= Supplied passage =
After the Civil War, Coulter returned to Greensburg, where he became active in business. He joined with several other local financiers to invest in various industries, businesses, and residential areas in and around Greensburg. Coulter began a partnership with George Franklin Huff, a local businessman and financier who later became a state senator and a U.S. congressman. Coulter and Huff collaborated on several of the largest and most significant companies in Westmoreland County in the 1880s, including the Keystone Coal and Coke Company, the Greensburg-Hempfield Electric Street Railway, and the First National Bank of Greensburg (now the First Commonwealth Bank). Coulter served at the bank's president until his death in 1908. His son, Richard Coulter Jr. (1870–1955) took over as president and held that position for more than 40 years.

Greensburg was located on a large vein of bituminous coal about 30 miles east of Pittsburgh. Coal and coke were needed for steel mills that were built in and near Pittsburgh in the 1860s and 1870s. Coulter and Huff prospered with the rising steel industry by developing and mining the coalfields in Westmoreland County.

General Coulter married Emmy Welty (1841–1929) and had six children—Richard Coulter Jr., Rebecca, Henry, Alexander, William, and Margaret.

==Memorial==
Coulter is memorialized on the Pennsylvania State Monument at Gettysburg National Military Park.

As the "most famous Civil War veteran" from Westmoreland County, Pennsylvania, Coulter's grave was featured by the Westmoreland County Historical Society's celebration of the 150th Anniversary of the Civil War.

= Exercise prompt =
According to the passage about Coulter, who became president of the First National Bank of Greensburg after Coulter's death in 1908?

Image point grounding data
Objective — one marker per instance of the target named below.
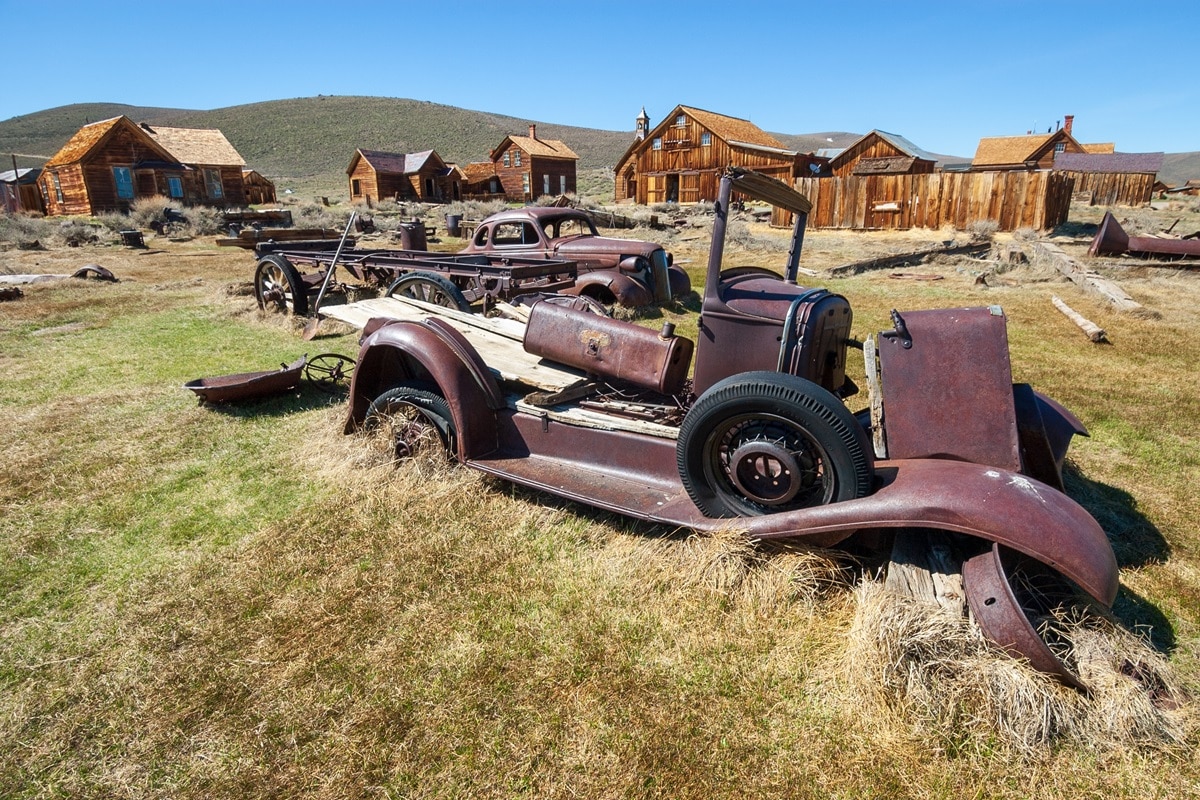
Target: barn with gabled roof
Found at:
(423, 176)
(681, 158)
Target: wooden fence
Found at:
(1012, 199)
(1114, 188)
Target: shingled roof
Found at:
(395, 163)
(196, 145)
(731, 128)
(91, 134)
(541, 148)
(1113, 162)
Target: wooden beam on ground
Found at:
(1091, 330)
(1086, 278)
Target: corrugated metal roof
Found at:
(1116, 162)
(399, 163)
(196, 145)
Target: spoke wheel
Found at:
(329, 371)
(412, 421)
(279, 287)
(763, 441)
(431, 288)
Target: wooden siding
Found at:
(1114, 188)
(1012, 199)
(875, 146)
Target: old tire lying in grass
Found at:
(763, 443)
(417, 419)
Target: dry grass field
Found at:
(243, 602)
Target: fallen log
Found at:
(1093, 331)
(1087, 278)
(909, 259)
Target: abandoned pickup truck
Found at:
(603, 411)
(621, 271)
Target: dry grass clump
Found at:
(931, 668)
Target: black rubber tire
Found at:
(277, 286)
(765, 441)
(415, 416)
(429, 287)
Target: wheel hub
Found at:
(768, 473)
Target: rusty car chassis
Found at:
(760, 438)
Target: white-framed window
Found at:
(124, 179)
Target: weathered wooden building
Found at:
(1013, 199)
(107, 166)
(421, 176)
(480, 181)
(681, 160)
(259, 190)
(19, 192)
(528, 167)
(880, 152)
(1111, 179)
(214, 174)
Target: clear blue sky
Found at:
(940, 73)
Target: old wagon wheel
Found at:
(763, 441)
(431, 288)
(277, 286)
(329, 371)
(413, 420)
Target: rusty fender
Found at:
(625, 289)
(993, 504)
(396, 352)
...
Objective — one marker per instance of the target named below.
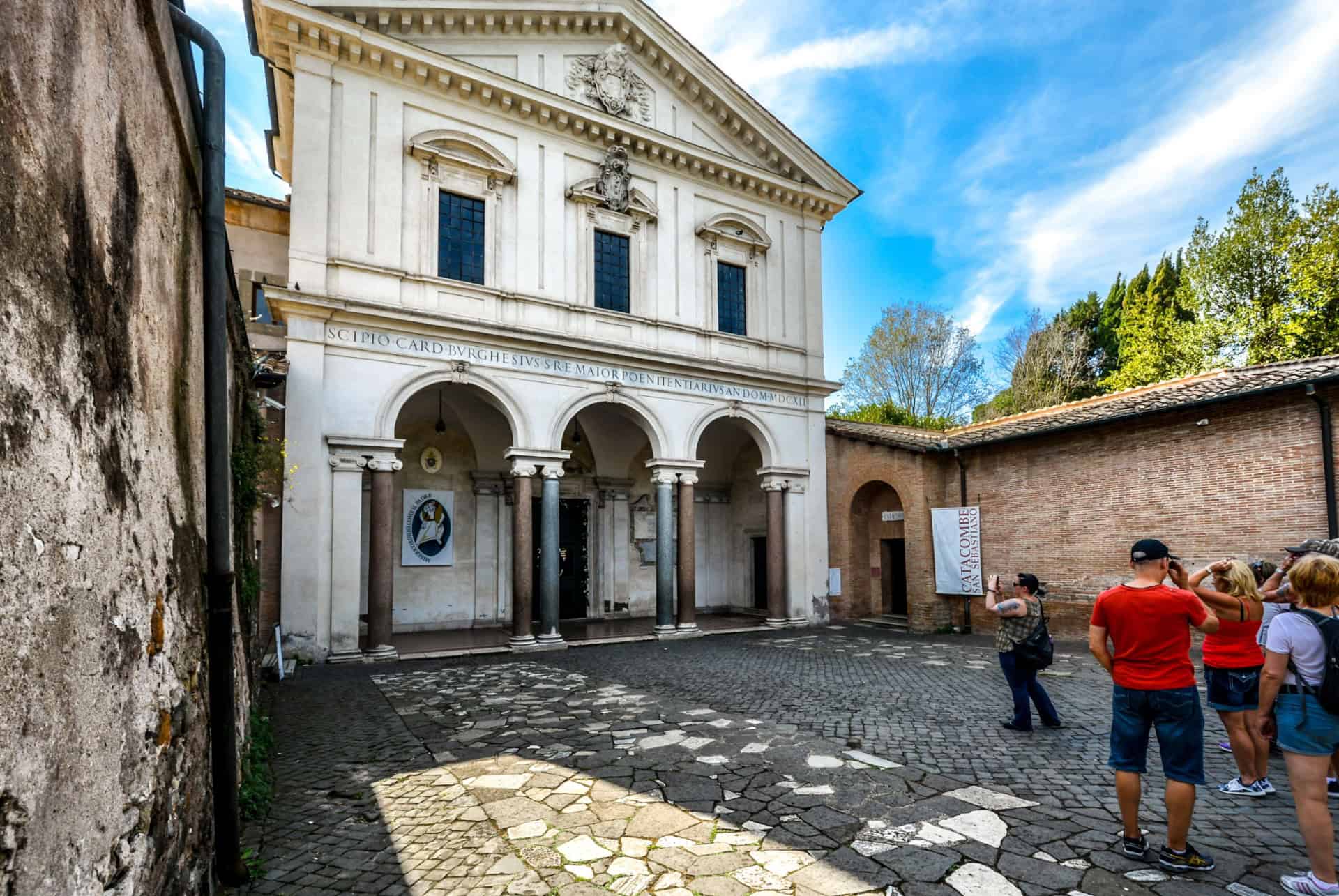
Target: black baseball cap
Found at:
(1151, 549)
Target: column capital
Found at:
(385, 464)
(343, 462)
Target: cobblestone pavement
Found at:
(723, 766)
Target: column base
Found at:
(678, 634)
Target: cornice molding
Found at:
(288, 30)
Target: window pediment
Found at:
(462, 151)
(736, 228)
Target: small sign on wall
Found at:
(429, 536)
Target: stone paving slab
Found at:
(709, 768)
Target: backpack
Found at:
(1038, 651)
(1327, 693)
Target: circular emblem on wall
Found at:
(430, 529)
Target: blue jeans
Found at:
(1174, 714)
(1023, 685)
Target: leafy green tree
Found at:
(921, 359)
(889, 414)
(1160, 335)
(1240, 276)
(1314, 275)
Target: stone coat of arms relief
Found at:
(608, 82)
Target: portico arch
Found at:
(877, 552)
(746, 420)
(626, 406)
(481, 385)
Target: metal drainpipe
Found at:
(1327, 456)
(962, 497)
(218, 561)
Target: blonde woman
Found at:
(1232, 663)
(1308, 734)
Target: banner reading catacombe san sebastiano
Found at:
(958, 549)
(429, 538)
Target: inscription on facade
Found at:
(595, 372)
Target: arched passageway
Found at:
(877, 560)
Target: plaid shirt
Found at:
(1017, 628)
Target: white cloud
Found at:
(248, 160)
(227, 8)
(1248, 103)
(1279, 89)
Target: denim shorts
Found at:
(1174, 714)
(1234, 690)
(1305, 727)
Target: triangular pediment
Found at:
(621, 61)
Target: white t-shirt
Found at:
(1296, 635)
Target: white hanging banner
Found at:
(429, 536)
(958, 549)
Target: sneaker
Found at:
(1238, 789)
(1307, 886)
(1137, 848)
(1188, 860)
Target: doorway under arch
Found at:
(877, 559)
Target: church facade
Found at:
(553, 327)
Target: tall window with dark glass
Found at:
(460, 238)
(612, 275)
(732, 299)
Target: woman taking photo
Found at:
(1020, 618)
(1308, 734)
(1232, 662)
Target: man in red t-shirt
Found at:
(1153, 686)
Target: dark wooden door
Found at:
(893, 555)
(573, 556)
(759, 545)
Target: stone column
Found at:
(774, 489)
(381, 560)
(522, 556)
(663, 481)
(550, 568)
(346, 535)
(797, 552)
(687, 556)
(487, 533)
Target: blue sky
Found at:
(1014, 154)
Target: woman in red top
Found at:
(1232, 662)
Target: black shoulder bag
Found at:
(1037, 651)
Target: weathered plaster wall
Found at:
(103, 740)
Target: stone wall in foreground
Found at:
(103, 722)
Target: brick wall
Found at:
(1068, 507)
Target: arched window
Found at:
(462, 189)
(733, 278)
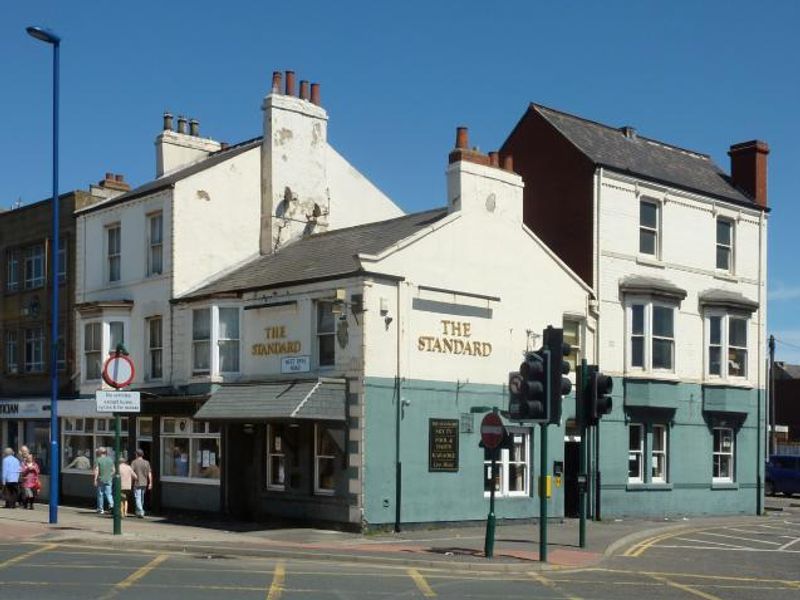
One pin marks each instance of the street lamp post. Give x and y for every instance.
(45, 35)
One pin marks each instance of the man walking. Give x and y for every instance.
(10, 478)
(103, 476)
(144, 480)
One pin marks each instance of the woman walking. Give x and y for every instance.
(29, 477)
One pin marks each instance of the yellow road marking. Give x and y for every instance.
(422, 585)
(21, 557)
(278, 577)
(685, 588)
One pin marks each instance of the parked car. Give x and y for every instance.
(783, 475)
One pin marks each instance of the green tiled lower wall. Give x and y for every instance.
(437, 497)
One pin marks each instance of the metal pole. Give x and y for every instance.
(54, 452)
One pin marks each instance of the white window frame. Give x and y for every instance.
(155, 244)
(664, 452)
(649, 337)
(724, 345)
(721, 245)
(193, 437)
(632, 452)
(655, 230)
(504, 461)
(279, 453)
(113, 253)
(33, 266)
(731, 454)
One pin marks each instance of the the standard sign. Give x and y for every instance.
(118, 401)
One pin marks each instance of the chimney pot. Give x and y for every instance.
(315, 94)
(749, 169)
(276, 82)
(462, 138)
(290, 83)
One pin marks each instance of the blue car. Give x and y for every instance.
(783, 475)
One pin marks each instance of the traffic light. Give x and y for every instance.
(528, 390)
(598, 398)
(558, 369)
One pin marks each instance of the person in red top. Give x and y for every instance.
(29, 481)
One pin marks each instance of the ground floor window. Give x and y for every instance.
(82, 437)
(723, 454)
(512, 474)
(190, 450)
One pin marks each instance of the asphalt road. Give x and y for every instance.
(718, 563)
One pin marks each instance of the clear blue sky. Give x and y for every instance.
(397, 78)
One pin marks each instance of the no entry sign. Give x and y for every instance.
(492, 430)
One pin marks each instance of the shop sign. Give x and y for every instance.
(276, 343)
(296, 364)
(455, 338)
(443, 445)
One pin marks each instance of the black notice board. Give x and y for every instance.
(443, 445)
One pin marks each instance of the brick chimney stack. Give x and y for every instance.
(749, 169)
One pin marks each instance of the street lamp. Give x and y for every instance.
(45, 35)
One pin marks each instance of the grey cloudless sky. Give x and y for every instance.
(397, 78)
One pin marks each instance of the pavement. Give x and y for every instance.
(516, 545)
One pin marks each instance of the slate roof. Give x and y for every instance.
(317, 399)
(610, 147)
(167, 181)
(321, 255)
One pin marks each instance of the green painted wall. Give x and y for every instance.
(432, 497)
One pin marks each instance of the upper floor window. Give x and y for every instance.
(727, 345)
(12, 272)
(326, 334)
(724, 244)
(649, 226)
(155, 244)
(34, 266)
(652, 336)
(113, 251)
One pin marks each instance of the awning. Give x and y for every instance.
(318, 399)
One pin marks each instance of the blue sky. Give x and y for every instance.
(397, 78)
...
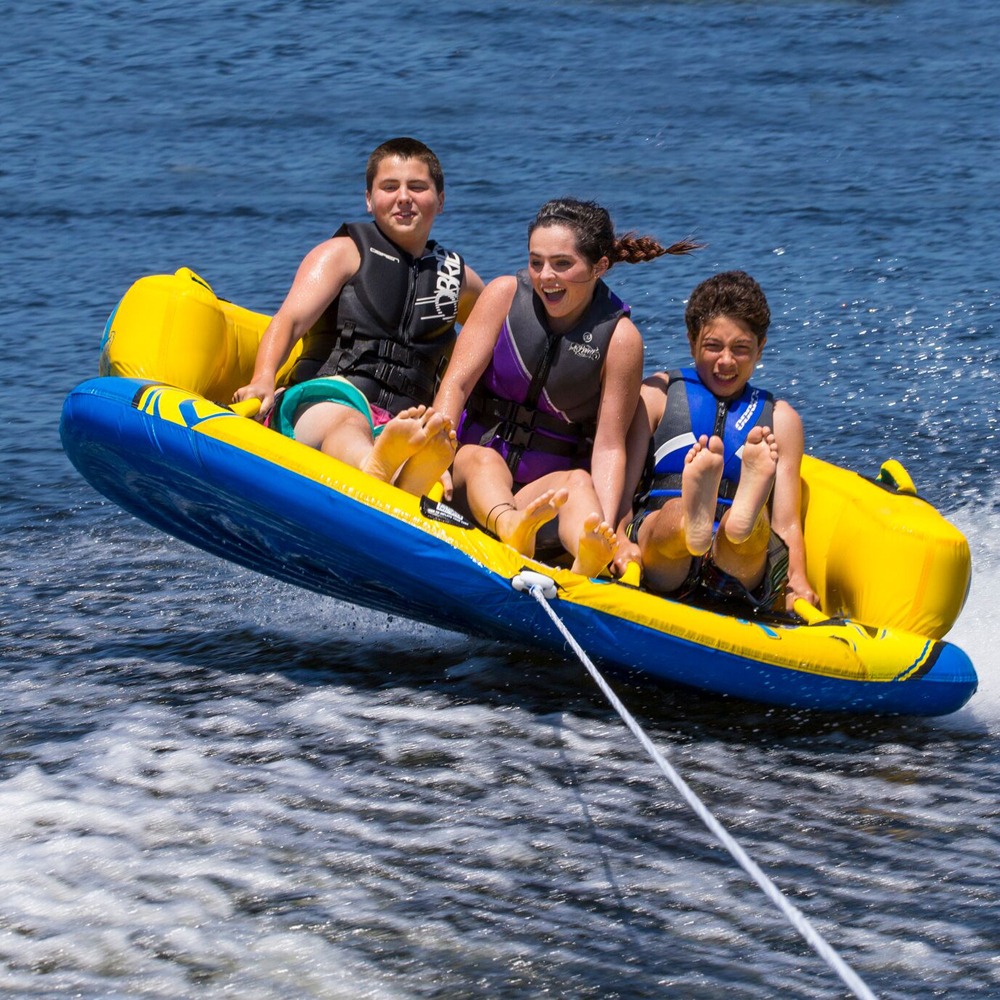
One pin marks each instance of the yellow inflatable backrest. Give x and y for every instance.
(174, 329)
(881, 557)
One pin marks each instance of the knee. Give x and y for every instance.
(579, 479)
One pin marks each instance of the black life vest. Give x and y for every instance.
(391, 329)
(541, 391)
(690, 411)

= Answer box =
His son, Richard Coulter Jr., who held the position for more than 40 years.